===== RECORDS PROVIDED =====
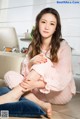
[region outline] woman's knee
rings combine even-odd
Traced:
[[[5,84],[11,89],[21,83],[22,80],[23,76],[15,71],[8,71],[4,75]]]

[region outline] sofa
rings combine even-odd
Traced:
[[[0,51],[0,87],[5,86],[4,74],[9,70],[20,73],[20,65],[25,54]]]
[[[0,95],[3,95],[10,90],[8,88],[6,91],[4,90],[6,88],[4,83],[4,74],[10,70],[20,73],[21,62],[24,58],[25,54],[23,53],[0,51]],[[19,119],[19,117],[20,119],[24,119],[26,117],[36,118],[41,115],[46,115],[46,113],[37,104],[29,100],[26,101],[25,99],[15,103],[1,104],[0,113],[2,110],[8,110],[10,118],[14,119],[15,117],[16,119]]]

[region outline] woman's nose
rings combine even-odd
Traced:
[[[45,25],[45,29],[49,29],[49,24],[46,24]]]

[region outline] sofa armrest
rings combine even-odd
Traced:
[[[0,52],[0,79],[4,79],[4,74],[10,70],[20,72],[20,66],[25,54]]]

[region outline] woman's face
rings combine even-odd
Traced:
[[[53,14],[44,14],[39,21],[39,32],[42,38],[51,38],[57,25],[56,17]]]

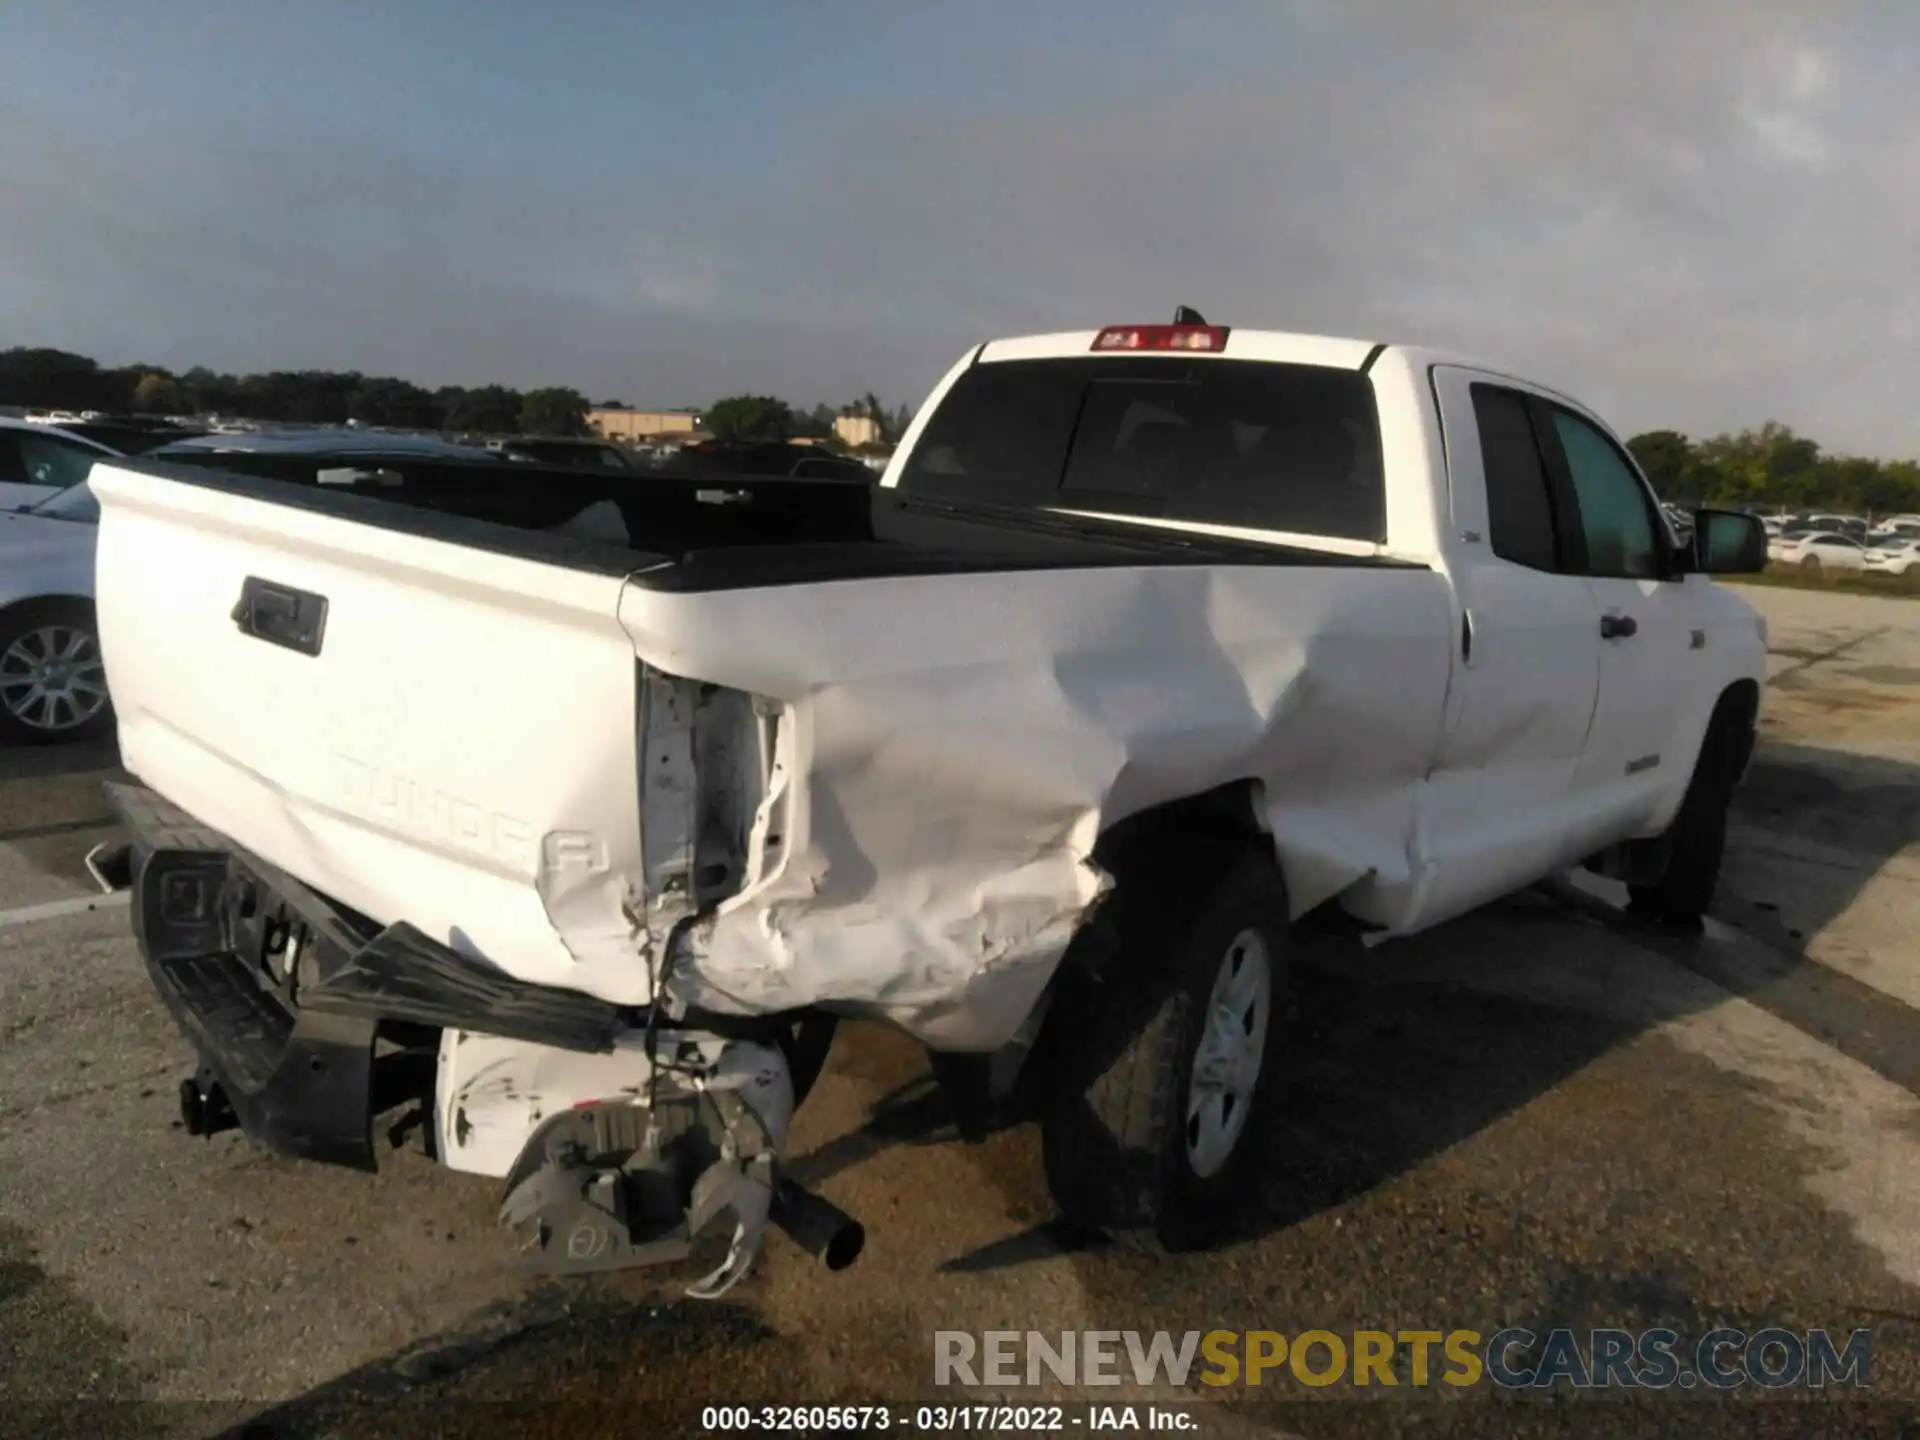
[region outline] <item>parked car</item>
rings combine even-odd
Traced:
[[[673,454],[662,456],[655,469],[667,475],[787,475],[799,480],[858,480],[865,484],[879,478],[871,467],[852,456],[779,440],[709,440],[683,445]]]
[[[0,744],[98,739],[113,725],[93,614],[99,519],[84,480],[0,514]]]
[[[1864,539],[1869,528],[1867,522],[1858,515],[1837,515],[1828,512],[1809,515],[1803,523],[1810,530],[1830,530],[1856,539]]]
[[[94,461],[119,453],[70,430],[0,418],[0,510],[38,505],[85,480]]]
[[[1887,535],[1869,546],[1861,568],[1876,575],[1905,575],[1920,564],[1920,535]]]
[[[497,464],[500,457],[477,445],[460,445],[437,435],[399,435],[378,430],[328,429],[213,430],[170,440],[147,453],[154,460],[195,461],[209,455],[285,455],[335,457],[343,461],[442,458]]]
[[[1866,564],[1867,549],[1851,535],[1842,535],[1832,530],[1809,530],[1784,541],[1780,553],[1772,553],[1782,565],[1798,565],[1802,570],[1818,574],[1821,570],[1859,570]]]
[[[857,1250],[783,1158],[841,1016],[968,1133],[1044,1076],[1081,1224],[1205,1233],[1283,1113],[1296,925],[1585,865],[1697,926],[1767,673],[1709,579],[1759,522],[1674,545],[1577,401],[1190,315],[970,351],[878,485],[621,487],[621,544],[544,479],[93,485],[138,777],[98,869],[187,1128],[371,1168],[376,1042],[434,1053],[434,1153],[538,1263],[717,1242],[701,1295],[769,1221]]]
[[[640,468],[634,457],[605,440],[575,440],[565,437],[519,437],[496,440],[487,447],[509,460],[536,465],[564,465],[587,470],[634,470]]]

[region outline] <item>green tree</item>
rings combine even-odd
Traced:
[[[362,425],[430,430],[440,424],[440,407],[418,385],[391,376],[373,376],[348,394],[347,418]]]
[[[139,415],[177,415],[187,408],[187,394],[171,375],[149,370],[133,387],[132,403]]]
[[[94,410],[110,402],[100,367],[85,355],[43,346],[0,350],[0,405]]]
[[[587,433],[587,397],[578,390],[549,385],[529,390],[520,400],[523,435],[584,435]]]
[[[434,399],[440,406],[440,423],[449,430],[508,435],[520,425],[520,392],[504,385],[482,385],[473,390],[448,386]]]
[[[771,395],[729,395],[707,407],[706,430],[716,440],[785,440],[793,410]]]

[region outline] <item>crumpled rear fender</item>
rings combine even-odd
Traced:
[[[994,1048],[1110,884],[1101,834],[1235,782],[1297,912],[1404,885],[1449,613],[1439,576],[1402,567],[630,586],[621,618],[649,666],[777,712],[758,858],[677,917],[668,993]]]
=====
TASK. Filter the lines above, keeping and copying those that contain "woman".

SOLUTION FOR THIS PROBLEM.
[region outline] woman's knee
[region outline] woman's nose
[region outline] woman's face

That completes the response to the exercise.